_GIVEN EXERCISE 1_. Copy the forum thread below verbatim, starting at "What are the" and ending after "(Mar 31, 2004)".
start SOURCE PASSAGE
# 300 Gallon Tank Pics, Give Me Ideas



## XTREMEAQUATICS (Apr 27, 2005)

HELP ME WITH MY TANK, GIVE ME SOME IDEAS OF WHAT PLANTS TO PUT INTO IT


----------



## bharada (Apr 17, 2004)

What are the actual tank dimensions? You can put in just about anything you want from the looks of it.

I do have a question about the overflows. I see where it's drilled through the tank bottom for the bulkhead fittings, but I don't see any strainer slots to allow water to enter into the overflows. A straight, over-the-top overflow would seem to be tricky to maintain since the top of the overflows are so close to the top edge of the glass.

Edit: I'm guessing 96"x24"x30"...am I close?


----------



## turbomkt (Mar 31, 2004)

Whatever you do, I'd recommend getting it right the first time. That looks like a very deep tank and you may have to go swimming to do any major re-arranging.

--Mike


----------



## Robert Hudson (Feb 5, 2004)

It is all going to depend on lighting, particularly for a tank that deep. Lighting is the first and most critical issue for determining plants.


----------



## Laith (Sep 4, 2004)

hhmmm... I didn't know tanks that big could be made without any type of bracing at all?


----------
end SOURCE PASSAGE
start INPUT MATERIAL
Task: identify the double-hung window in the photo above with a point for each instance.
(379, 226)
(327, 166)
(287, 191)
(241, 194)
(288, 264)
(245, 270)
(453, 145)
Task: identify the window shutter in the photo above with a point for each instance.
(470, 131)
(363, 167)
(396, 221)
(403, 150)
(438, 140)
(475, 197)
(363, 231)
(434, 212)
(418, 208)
end INPUT MATERIAL
start INPUT MATERIAL
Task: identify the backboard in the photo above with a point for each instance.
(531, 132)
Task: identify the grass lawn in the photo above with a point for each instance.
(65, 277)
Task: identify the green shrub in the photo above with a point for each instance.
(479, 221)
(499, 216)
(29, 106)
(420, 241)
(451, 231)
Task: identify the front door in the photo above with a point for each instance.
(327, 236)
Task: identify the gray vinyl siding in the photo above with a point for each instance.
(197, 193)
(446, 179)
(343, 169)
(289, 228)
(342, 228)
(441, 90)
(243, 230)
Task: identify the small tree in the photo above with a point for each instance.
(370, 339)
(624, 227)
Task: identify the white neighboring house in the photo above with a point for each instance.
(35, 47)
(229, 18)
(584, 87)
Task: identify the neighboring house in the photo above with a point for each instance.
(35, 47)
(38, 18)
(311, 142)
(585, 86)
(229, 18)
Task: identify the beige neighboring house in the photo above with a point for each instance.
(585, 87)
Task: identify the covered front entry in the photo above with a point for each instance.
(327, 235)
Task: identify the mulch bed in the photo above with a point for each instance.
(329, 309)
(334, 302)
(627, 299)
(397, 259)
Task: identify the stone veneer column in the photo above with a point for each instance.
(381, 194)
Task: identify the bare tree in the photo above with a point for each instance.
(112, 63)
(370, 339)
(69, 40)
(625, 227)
end INPUT MATERIAL
_GIVEN EXERCISE 2_. Find each line of the listing above that contains the word "front" and copy all of those lines.

_TASK OUTPUT 1_.
What are the actual tank dimensions? You can put in just about anything you want from the looks of it.

I do have a question about the overflows. I see where it's drilled through the tank bottom for the bulkhead fittings, but I don't see any strainer slots to allow water to enter into the overflows. A straight, over-the-top overflow would seem to be tricky to maintain since the top of the overflows are so close to the top edge of the glass.

Edit: I'm guessing 96"x24"x30"...am I close?


----------



## turbomkt (Mar 31, 2004)

_TASK OUTPUT 2_.
Task: identify the front door in the photo above with a point for each instance.
Task: identify the covered front entry in the photo above with a point for each instance.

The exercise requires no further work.